Exercise details »
Locate every line in the listing below that contains the word "church", and copy each of those lines.

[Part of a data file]
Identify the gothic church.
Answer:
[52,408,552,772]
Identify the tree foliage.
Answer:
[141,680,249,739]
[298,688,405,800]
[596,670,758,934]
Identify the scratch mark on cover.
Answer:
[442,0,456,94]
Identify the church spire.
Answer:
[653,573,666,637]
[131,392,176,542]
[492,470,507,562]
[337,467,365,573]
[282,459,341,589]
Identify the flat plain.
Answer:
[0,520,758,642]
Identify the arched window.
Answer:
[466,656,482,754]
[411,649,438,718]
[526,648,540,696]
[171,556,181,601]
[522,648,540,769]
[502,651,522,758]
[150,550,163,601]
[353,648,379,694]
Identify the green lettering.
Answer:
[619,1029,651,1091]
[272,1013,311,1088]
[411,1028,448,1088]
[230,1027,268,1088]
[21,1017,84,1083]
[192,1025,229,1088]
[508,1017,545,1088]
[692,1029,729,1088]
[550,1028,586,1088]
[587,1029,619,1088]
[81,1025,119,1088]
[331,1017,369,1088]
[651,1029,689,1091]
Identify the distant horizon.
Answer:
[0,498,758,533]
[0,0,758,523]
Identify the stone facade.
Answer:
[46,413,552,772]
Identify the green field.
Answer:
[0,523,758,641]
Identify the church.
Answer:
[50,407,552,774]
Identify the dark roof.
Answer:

==

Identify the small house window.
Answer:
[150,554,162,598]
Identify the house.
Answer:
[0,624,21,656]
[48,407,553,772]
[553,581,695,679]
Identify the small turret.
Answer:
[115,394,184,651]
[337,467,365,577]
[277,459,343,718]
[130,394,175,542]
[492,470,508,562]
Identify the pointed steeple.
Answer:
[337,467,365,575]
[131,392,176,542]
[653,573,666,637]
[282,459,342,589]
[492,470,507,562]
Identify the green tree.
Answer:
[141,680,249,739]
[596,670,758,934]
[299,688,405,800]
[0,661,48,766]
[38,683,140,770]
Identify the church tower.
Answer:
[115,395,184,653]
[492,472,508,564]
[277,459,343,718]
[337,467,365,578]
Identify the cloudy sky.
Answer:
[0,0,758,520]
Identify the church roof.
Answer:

Exercise result »
Identify the gothic church.
Identify the church spire.
Identify the church.
Identify the church tower.
Identify the church roof.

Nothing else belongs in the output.